▶ [Exercise prompt] Each record below should be repeated precisely as written.

-- START --

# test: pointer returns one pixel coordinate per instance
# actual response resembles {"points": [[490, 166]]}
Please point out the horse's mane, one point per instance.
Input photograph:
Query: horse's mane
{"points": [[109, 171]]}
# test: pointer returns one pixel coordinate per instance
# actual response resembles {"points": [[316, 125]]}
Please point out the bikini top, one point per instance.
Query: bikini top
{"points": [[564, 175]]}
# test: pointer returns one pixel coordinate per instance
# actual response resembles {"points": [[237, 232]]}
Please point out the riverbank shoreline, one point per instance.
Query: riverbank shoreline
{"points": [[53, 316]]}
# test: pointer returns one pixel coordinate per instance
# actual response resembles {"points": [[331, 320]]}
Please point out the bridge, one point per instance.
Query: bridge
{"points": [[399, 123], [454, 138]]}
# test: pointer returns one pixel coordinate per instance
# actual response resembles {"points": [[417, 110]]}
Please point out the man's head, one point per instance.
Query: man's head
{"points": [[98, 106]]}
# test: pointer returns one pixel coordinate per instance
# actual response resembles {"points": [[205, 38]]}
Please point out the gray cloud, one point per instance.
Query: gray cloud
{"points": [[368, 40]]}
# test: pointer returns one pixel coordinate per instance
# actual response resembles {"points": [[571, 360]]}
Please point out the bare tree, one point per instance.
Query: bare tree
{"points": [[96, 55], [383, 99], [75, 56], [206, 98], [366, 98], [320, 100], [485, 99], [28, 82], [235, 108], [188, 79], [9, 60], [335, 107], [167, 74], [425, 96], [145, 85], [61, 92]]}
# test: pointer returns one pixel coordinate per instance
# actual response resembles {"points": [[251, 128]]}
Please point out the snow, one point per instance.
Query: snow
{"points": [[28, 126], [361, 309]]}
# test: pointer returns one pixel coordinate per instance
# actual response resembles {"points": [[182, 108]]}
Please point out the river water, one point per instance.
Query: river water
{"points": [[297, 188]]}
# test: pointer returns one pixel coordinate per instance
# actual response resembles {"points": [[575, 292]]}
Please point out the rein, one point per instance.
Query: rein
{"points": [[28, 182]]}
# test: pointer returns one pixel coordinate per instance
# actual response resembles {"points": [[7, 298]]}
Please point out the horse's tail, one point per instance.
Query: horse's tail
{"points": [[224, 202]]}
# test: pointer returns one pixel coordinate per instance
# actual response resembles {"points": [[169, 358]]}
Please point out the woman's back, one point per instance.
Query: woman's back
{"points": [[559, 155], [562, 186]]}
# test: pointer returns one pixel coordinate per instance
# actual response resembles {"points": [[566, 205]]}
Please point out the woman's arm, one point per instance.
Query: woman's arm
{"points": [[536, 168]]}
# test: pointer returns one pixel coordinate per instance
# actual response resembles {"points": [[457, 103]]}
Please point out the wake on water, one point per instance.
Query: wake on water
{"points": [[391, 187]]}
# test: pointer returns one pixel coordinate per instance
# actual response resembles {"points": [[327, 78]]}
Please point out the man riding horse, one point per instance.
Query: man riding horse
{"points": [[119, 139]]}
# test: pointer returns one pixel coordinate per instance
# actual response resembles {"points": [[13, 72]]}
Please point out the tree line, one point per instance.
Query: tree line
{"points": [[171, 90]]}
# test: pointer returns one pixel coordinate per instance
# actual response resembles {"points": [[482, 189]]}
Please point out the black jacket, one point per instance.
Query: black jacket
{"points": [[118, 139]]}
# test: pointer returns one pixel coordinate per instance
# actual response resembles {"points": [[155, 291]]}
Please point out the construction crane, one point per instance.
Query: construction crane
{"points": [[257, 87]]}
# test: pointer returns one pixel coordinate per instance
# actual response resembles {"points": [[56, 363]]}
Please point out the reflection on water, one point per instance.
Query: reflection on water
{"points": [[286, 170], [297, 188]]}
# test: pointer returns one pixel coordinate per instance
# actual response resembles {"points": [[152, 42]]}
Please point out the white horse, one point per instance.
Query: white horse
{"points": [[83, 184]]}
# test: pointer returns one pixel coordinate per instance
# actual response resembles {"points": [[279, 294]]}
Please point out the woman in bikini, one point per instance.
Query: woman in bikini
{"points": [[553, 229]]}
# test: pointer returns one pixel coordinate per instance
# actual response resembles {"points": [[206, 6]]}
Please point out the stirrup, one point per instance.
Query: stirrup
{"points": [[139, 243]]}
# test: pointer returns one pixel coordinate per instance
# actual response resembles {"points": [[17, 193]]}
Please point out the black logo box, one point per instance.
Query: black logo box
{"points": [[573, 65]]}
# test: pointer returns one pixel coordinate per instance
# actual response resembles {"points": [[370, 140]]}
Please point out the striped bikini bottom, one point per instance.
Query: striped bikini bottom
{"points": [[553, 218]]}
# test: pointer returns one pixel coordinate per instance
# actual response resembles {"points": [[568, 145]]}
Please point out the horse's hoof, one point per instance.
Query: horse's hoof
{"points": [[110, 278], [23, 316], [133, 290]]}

-- END --

▶ [Written answer]
# test: pointer returns one pixel coordinate per instance
# actual response resembles {"points": [[490, 166]]}
Please point out the horse's mane, one point per instance.
Input photograph:
Query: horse's mane
{"points": [[109, 171]]}
# test: pointer returns one pixel coordinate per instance
# actual response resembles {"points": [[316, 125]]}
Please point out the bikini top, one point per instance.
Query: bikini top
{"points": [[564, 175]]}
# test: pointer returns one pixel coordinate per instance
# actual response resembles {"points": [[237, 232]]}
Please point out the riverbank shoreline, one point per instance.
Query: riverbank shoreline
{"points": [[53, 316]]}
# test: pointer returns one pixel coordinate per instance
# actual response resembles {"points": [[331, 320]]}
Please point out the bridge, one point per instance.
Query: bridge
{"points": [[399, 123], [454, 138]]}
# test: pointer returns one pixel coordinate per instance
# actual response resembles {"points": [[417, 110]]}
Please point out the man's head, one point per instance.
Query: man's head
{"points": [[98, 106]]}
# test: pointer returns one pixel coordinate per instance
# actual response resembles {"points": [[205, 38]]}
Please point out the gray cloud, one point per instance.
Query: gray cloud
{"points": [[368, 40]]}
# test: pointer returns one pixel coordinate per instance
# actual response resembles {"points": [[571, 360]]}
Please point out the bare tree, one point per instance.
Query: bare tree
{"points": [[96, 55], [383, 99], [75, 56], [206, 98], [366, 98], [320, 100], [485, 99], [28, 82], [235, 108], [188, 79], [9, 60], [335, 107], [167, 74], [425, 96], [145, 85], [61, 92]]}
# test: pointer returns one pixel coordinate per instance
# actual response resembles {"points": [[251, 128]]}
Please point out the snow, one point per instance.
Query: snow
{"points": [[28, 126], [361, 309]]}
# test: pointer returns one pixel coordinate per instance
# actual response resembles {"points": [[182, 108]]}
Please point out the river water, one point per instance.
Query: river water
{"points": [[297, 188]]}
# test: pointer returns one pixel coordinate per instance
# actual response resembles {"points": [[575, 292]]}
Please point out the rein, one point per instance.
Query: rein
{"points": [[28, 182]]}
# test: pointer returns one pixel coordinate per instance
# actual response resembles {"points": [[7, 298]]}
Please point out the horse's tail, one point per instance.
Query: horse's tail
{"points": [[224, 202]]}
# test: pointer returns one pixel coordinate per instance
# actual response resembles {"points": [[169, 358]]}
Please point out the woman's back, one point per instance.
Query: woman's back
{"points": [[559, 155], [562, 186]]}
# test: pointer returns one pixel coordinate per instance
# actual response resembles {"points": [[566, 205]]}
Please point out the woman's arm, one point per instance.
Query: woman's arm
{"points": [[536, 168]]}
# test: pointer returns one pixel coordinate per instance
# actual response resembles {"points": [[457, 103]]}
Please point out the wake on water, one point per instance.
Query: wake on water
{"points": [[391, 187]]}
# test: pointer returns one pixel coordinate per instance
# actual response resembles {"points": [[327, 78]]}
Please point out the man riding horse, one point per instance.
Query: man riding horse
{"points": [[119, 139]]}
# test: pointer returns one pixel coordinate per instance
# actual response resembles {"points": [[13, 72]]}
Please point out the tree line, one point per instance.
Query: tree line
{"points": [[171, 90]]}
# test: pointer returns one pixel coordinate per instance
# actual response resembles {"points": [[482, 189]]}
Please point out the black jacket, one point per instance.
Query: black jacket
{"points": [[118, 139]]}
# test: pointer returns one pixel coordinate per instance
# actual response resembles {"points": [[155, 291]]}
Please point out the construction crane, one point per instance.
Query: construction crane
{"points": [[257, 87]]}
# test: pointer returns one pixel coordinate per instance
# actual response resembles {"points": [[56, 363]]}
Please point out the reflection on water, one point per instance.
Query: reflection on water
{"points": [[286, 170], [297, 188]]}
# test: pointer returns one pixel coordinate per instance
# actual response resembles {"points": [[152, 42]]}
Please point out the white horse, one point per instance.
Query: white horse
{"points": [[83, 184]]}
# test: pointer returns one pixel coordinate per instance
# actual response resembles {"points": [[279, 294]]}
Please point out the woman in bikini, one point per instance.
Query: woman in bikini
{"points": [[553, 229]]}
# test: pointer returns one pixel coordinate per instance
# actual response resembles {"points": [[206, 6]]}
Please point out the stirrup, one point per instance.
Query: stirrup
{"points": [[139, 243]]}
# test: pointer returns one pixel coordinate per instance
# actual response resembles {"points": [[17, 193]]}
Please point out the black logo box, one point per instance.
Query: black logo box
{"points": [[573, 65]]}
# test: pointer returns one pixel coordinate per instance
# actual response resembles {"points": [[370, 140]]}
Please point out the striped bikini bottom, one point per instance.
Query: striped bikini bottom
{"points": [[553, 218]]}
# test: pointer returns one pixel coordinate per instance
# actual response resembles {"points": [[568, 145]]}
Please point out the horse's hoof, one point per instance.
Query: horse's hoof
{"points": [[110, 278], [23, 316], [133, 290]]}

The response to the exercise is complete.